**Problem description:** Render every line of the listing below as a JSON list of strings, one string per line, with blank lines omitted. Leave the pictures out of the list.

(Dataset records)

= = =

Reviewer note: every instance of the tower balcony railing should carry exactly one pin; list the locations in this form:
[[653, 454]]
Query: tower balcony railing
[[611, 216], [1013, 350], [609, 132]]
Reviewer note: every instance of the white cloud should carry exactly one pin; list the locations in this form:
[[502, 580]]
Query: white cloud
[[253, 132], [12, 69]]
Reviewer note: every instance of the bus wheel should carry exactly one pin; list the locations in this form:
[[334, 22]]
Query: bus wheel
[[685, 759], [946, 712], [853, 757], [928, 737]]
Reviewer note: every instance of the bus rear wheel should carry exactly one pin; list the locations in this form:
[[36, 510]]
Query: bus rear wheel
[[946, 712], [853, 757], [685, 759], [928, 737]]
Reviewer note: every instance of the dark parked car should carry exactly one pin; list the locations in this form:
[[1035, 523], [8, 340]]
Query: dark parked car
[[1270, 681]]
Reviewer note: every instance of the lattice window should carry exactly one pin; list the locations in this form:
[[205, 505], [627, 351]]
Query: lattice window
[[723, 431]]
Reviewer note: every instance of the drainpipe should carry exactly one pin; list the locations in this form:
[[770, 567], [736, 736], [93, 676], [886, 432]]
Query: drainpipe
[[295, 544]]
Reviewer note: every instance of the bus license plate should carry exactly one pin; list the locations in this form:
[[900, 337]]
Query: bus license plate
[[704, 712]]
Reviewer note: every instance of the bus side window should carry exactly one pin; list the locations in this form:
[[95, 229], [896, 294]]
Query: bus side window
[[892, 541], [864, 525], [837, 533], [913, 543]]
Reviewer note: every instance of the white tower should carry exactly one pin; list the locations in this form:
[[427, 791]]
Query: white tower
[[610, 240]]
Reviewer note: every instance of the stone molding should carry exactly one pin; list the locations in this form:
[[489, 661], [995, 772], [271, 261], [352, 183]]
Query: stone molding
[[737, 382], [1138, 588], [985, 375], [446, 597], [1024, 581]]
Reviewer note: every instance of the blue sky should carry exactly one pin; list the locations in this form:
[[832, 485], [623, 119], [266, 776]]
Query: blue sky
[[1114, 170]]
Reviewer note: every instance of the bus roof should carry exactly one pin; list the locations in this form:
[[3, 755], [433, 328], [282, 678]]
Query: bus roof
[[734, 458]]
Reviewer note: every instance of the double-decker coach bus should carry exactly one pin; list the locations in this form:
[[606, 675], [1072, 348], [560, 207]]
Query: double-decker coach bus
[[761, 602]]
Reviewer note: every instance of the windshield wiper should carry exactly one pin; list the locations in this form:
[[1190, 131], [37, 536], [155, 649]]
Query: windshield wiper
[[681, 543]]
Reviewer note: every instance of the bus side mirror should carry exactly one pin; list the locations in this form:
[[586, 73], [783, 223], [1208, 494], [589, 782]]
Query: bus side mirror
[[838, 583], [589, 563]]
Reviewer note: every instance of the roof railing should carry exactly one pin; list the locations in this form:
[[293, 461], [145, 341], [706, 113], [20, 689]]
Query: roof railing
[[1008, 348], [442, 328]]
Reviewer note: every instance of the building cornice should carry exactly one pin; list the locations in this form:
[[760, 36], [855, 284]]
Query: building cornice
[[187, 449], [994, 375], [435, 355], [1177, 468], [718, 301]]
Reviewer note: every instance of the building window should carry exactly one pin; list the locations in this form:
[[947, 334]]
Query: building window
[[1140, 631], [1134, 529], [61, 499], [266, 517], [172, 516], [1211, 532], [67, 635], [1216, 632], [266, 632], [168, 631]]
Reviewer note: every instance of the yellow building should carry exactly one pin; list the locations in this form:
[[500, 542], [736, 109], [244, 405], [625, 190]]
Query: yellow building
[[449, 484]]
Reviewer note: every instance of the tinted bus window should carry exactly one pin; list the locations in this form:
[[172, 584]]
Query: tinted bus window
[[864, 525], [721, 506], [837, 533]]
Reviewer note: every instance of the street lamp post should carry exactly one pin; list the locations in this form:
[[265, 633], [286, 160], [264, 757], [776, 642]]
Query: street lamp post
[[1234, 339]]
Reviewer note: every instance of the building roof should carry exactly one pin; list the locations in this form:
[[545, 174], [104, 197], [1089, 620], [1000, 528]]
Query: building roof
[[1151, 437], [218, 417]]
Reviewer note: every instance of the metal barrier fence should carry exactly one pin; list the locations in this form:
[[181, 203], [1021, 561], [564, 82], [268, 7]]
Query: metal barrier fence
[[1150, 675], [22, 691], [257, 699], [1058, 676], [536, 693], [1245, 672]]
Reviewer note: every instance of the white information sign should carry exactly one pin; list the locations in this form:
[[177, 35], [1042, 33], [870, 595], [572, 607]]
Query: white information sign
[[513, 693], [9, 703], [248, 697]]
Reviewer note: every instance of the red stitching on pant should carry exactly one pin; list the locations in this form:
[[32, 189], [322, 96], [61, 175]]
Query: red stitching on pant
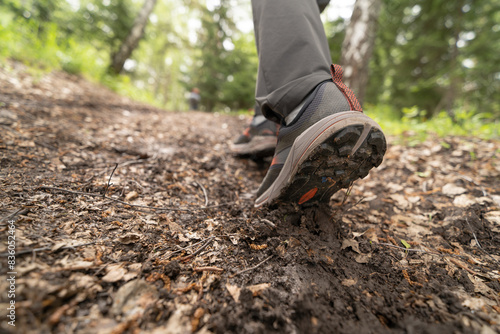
[[337, 73]]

= = =

**The reply:**
[
  "Reviewer note: every instance of the tower balcony railing should carry exactly one pin; list the locations in this form:",
  "[[653, 454]]",
  "Query: tower balcony railing",
  "[[611, 216], [1013, 350], [609, 132]]",
  "Reviewer note: every instance of the white cloud should carry exactly one pin; list the locations in this form:",
  "[[502, 580]]",
  "Query: white cloud",
  "[[253, 132], [12, 69]]",
  "Reviewer note: every instance of the bus wheel should carry exactly one pin; list the locations in this form:",
  "[[334, 22]]",
  "Query: bus wheel",
  "[[685, 759], [946, 712], [853, 757], [928, 737]]",
  "Reviewer note: every instance of the bus rear wheel should carry exactly one pin; list the locations in this form:",
  "[[36, 510]]",
  "Query: bus rear wheel",
  "[[946, 712], [853, 757], [685, 759], [928, 737]]",
  "Reviewer note: every instance of the dark parked car should carry exactly one pin; list the locations in this form:",
  "[[1035, 523], [8, 340]]",
  "Query: dark parked car",
  "[[1270, 681]]",
  "Reviewer note: every instance of the lattice window should carry exactly one pin; list the locations in this form:",
  "[[205, 505], [627, 351]]",
  "Query: lattice window",
  "[[723, 431]]",
  "Reviewer note: every instance of the drainpipe should carry exactly one pin; list the locations in this form:",
  "[[770, 567], [736, 736], [93, 676], [886, 432]]",
  "Query: drainpipe",
  "[[295, 544]]",
  "Reviewer note: every instance of the bus license plate should carry exactly one pin; list the locations in this form:",
  "[[900, 337]]",
  "Query: bus license plate",
  "[[704, 712]]",
  "Reviewer note: every instance of the bus side window should carry exactly one pin; list the locations in this form:",
  "[[95, 229], [896, 294]]",
  "Query: bus side window",
  "[[892, 541], [864, 525], [837, 533], [913, 543]]",
  "Reviewer note: every instance of the white tower should carry exactly one pin; list the locations in this form:",
  "[[427, 791]]",
  "Query: white tower",
  "[[610, 240]]",
  "Reviewer note: every instance of the stone molding should carry exactly one pin; list the locations in this form:",
  "[[489, 661], [995, 772], [271, 261], [352, 183]]",
  "Query: stone molding",
  "[[737, 382], [1138, 588], [985, 375], [446, 597], [1024, 581]]",
  "Reviewer note: every instance of the blue sky should carry exactly one pin; list the locations in this form:",
  "[[832, 485], [623, 119], [266, 776]]",
  "Query: blue sky",
  "[[1114, 170]]",
  "Reviewer note: every instance of the bus roof should carry exactly one pin; list the locations in this form:",
  "[[3, 755], [433, 328], [282, 678]]",
  "Query: bus roof",
  "[[734, 458]]",
  "Reviewer note: every instance of the double-decker coach bus should carry exactly one pin; list the locations in this form:",
  "[[606, 675], [1072, 348], [560, 207]]",
  "Query: double-decker coach bus",
  "[[761, 602]]",
  "Reviewer note: every instance of the windshield wiper should carry exactly one pin; list the locations in this form:",
  "[[1190, 131], [37, 536], [155, 649]]",
  "Query: windshield wiper",
  "[[681, 543]]",
  "Reviewer note: every instance of the bus side mirror should carry exactly one pin; list the locations in this form:",
  "[[586, 73], [783, 223], [1208, 494], [589, 782]]",
  "Query: bus side mirror",
  "[[838, 583], [589, 563]]",
  "Reviewer note: every instance of the roof railing should carry exactly one pin; list the locations in this form:",
  "[[293, 461], [145, 341], [706, 113], [20, 689]]",
  "Query: roof railing",
  "[[1008, 348], [442, 328]]",
  "Reviewer note: every instance of the building cornice should carry exactly one pin; list the locations in this form:",
  "[[760, 36], [855, 284]]",
  "Query: building cornice",
  "[[187, 449], [994, 375], [435, 355], [1177, 468], [718, 301]]",
  "Reviewer note: every instance of the building window should carry exactly one pin; list the locations in this form:",
  "[[947, 334]]",
  "Query: building window",
  "[[1140, 631], [1134, 529], [61, 499], [266, 517], [172, 516], [1211, 532], [67, 635], [1216, 632], [266, 632], [168, 631]]",
  "Reviewer note: every instance of the yellow building should carry exactly one pin; list the locations in this form:",
  "[[500, 542], [736, 109], [244, 405], [625, 190]]",
  "Query: yellow building",
  "[[449, 484]]",
  "Reviewer note: every instance of the tinted bus window should carry exactly one pin; list the locations in this form:",
  "[[172, 584]]",
  "Query: tinted bus window",
  "[[864, 525], [721, 506], [837, 533]]",
  "Reviewer note: every instance of the street lamp post should carry exactly one pin; list the locations in this form:",
  "[[265, 633], [286, 160], [264, 757], [776, 642]]",
  "Query: street lamp post",
  "[[1234, 339]]",
  "Reviewer note: every instance of the building roof should carry exactly one pin; list the locations in this form:",
  "[[545, 174], [104, 197], [1089, 620], [1000, 528]]",
  "Query: building roof",
  "[[1151, 437], [218, 417]]",
  "Reviewer note: every instance of the metal barrier fence should carry exactly one pin; list the locations in this form:",
  "[[181, 203], [1021, 561], [564, 82], [268, 7]]",
  "Query: metal barrier fence",
  "[[1150, 675], [22, 691], [257, 699], [1058, 676], [536, 693], [1245, 672]]",
  "Reviewer note: every instance of the white information sign should carry exactly one pin; list the locations in this form:",
  "[[177, 35], [1042, 33], [870, 595], [572, 607]]",
  "Query: white information sign",
  "[[513, 693], [9, 703], [248, 697]]",
  "Reviewer note: every instance of the red stitching on pant should carry exactly one pin; list the locations in this form:",
  "[[32, 189], [322, 96], [61, 175]]",
  "Query: red stitching on pant",
  "[[337, 73]]"
]